**Prompt:**
Copy the entries below word for word, starting at the line that contains "Two rules. Place a point on every instance of the walkway" and ending at the last entry, with both ends included.

(Records of pointing at named objects)

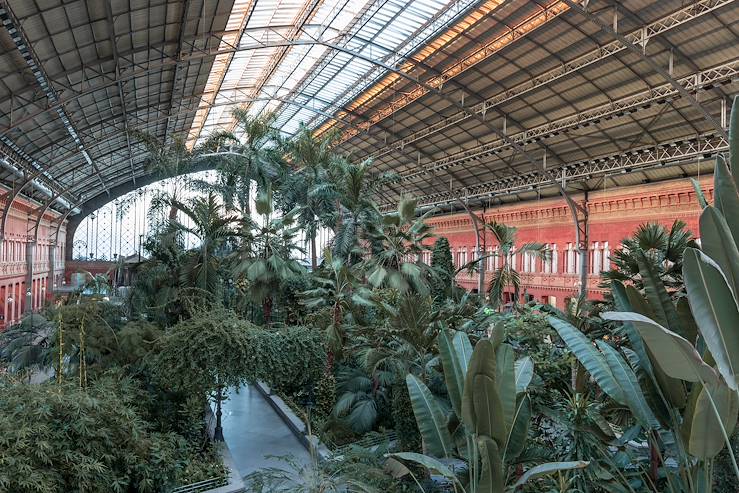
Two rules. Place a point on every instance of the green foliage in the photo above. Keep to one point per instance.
(443, 267)
(506, 275)
(61, 438)
(404, 421)
(217, 349)
(288, 358)
(396, 246)
(653, 246)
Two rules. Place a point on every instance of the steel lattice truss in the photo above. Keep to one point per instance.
(462, 98)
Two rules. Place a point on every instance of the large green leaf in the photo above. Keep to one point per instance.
(658, 401)
(482, 411)
(622, 303)
(672, 388)
(718, 243)
(549, 468)
(726, 199)
(516, 437)
(676, 356)
(589, 357)
(492, 479)
(734, 139)
(429, 463)
(377, 276)
(431, 421)
(699, 193)
(715, 311)
(702, 427)
(524, 369)
(506, 379)
(455, 365)
(635, 398)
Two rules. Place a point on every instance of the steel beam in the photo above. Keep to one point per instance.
(669, 153)
(642, 100)
(639, 36)
(640, 51)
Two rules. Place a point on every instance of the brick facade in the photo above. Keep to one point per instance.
(614, 214)
(13, 265)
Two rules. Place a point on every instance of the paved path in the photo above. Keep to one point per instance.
(252, 430)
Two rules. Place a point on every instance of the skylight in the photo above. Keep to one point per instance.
(296, 75)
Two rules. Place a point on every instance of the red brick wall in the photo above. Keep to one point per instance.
(18, 232)
(613, 215)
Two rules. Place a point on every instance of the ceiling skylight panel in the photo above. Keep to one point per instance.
(332, 16)
(419, 24)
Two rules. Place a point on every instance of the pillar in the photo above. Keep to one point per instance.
(29, 276)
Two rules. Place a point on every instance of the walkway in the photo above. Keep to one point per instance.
(252, 430)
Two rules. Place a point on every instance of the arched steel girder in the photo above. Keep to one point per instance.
(39, 212)
(62, 159)
(88, 205)
(429, 88)
(160, 64)
(652, 64)
(370, 60)
(405, 75)
(181, 111)
(158, 47)
(385, 66)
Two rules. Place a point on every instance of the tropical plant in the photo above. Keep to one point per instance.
(678, 375)
(487, 390)
(265, 257)
(252, 159)
(338, 291)
(396, 246)
(26, 345)
(360, 397)
(506, 275)
(653, 247)
(310, 186)
(443, 266)
(358, 214)
(201, 267)
(63, 438)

**Expected answer:**
Two rules. Place a point on every instance of the walkway in the photo above. Keep to one point per instance.
(252, 430)
Two rules. Place a point on every instance of the arched steel girder in the photo above. Keep to one point per instance.
(39, 212)
(62, 159)
(88, 205)
(429, 88)
(160, 64)
(652, 64)
(370, 60)
(405, 75)
(181, 111)
(158, 47)
(385, 66)
Two rules. Place a point on every instance of the tropical plant in the photo above. Keep to one point per instance.
(678, 375)
(487, 390)
(265, 257)
(252, 159)
(338, 291)
(396, 246)
(26, 345)
(360, 397)
(506, 275)
(653, 247)
(310, 186)
(443, 266)
(358, 214)
(201, 267)
(63, 438)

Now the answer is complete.